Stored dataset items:
● ● ● ● ● ● ●

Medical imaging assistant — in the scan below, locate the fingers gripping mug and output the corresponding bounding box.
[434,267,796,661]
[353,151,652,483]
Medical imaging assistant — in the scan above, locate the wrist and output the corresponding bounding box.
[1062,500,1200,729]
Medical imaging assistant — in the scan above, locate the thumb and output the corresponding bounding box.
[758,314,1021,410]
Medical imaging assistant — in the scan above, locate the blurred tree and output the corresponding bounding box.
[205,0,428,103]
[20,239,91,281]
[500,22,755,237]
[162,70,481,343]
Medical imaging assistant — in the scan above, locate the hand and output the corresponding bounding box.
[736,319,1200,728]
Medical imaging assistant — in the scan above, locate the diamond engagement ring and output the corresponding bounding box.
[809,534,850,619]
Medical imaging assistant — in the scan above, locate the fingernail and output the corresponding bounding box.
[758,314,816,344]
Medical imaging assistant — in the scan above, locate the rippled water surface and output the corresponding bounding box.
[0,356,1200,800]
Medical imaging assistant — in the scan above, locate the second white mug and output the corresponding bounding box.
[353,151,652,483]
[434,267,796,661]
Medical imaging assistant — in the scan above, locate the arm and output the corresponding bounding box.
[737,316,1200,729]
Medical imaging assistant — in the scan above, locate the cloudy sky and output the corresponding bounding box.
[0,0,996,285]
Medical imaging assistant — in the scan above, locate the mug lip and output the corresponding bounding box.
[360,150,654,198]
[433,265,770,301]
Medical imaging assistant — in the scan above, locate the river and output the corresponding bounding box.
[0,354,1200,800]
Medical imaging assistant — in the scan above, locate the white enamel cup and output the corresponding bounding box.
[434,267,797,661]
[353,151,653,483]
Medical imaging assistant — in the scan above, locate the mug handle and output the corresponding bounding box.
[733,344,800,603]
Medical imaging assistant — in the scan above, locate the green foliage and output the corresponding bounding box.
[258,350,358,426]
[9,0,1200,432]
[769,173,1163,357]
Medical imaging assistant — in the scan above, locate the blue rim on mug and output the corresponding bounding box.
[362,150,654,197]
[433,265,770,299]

● ● ● ● ● ● ●

- [What is expected]:
Recast all the records above as a two-column CSV with the headers request and answer. Give one row per request, with its text and its answer each in a single quoted field and any line breaks replaced by spaces.

- [Result of this exercise]:
request,answer
"Medical imaging assistant — in the scan below, locate the fingers gripping mug and output the corresponding bounding box.","[434,267,796,661] [353,151,652,483]"
"Medical imaging assistant — in the scan above, locate the wrist and output the corresponding bounding box.","[1062,500,1200,729]"
"Medical imaging assistant — in the scan above, locate the thumb and output the corresponding bounding box.","[758,314,1021,410]"
"Medical imaging assistant — in the scan above, locate the blurred tree and output the corresponding bounding box.","[205,0,428,103] [20,239,91,281] [500,22,755,237] [162,70,481,343]"
"Medical imaging assistant — in the scan above, locate the hand and output the corresponding bounding box.","[736,319,1200,728]"
"Medical imaging assistant — in the scan above, locate the diamond engagement ring and output the corresponding bounding box.","[809,534,850,619]"
"Medical imaging assistant — in the scan above, locate the fingernail and output the corresponding bounding box.","[758,314,816,344]"
"Medical imaging assistant — in the scan above, locate the rippled water surface and output the corresponding bounding box.","[0,356,1200,800]"
"Medical imaging assistant — in the scan above, locate the second white mug and output the corresponding bounding box.","[353,151,652,483] [434,267,796,661]"
"Medical imaging assistant — in the scan above, locate the arm and output the corresponding bounding box.","[737,316,1200,729]"
"Medical imaging assistant — in the scan above, locate the cloudy sky and output the corresponding bounding box.","[0,0,996,285]"
"Medical imaging assistant — in the scan above, locate the mug lip and output the corresponding bounding box.","[360,150,654,198] [433,265,770,301]"
"Medical imaging assistant — in the scan above, locate the river and output the corresponding bounding box.","[0,354,1200,800]"
"Medical imaging assistant — in the scan above, locate the white enamel cup and output the corresponding bounding box.","[434,267,797,661] [353,151,653,483]"
"Medical imaging assistant — in the scan above, locate the mug handle and output the corresponding bounding box.","[733,344,800,603]"
"Medical imaging assistant — in the scan above, locate the green foliage and output the corresponding bounding box.","[258,350,358,426] [9,0,1200,432] [769,173,1163,357]"
"Medical imaging assistant — in the scan above, locate the blue rim on mug and output the corresponding bounding box.","[362,150,654,197] [433,265,770,299]"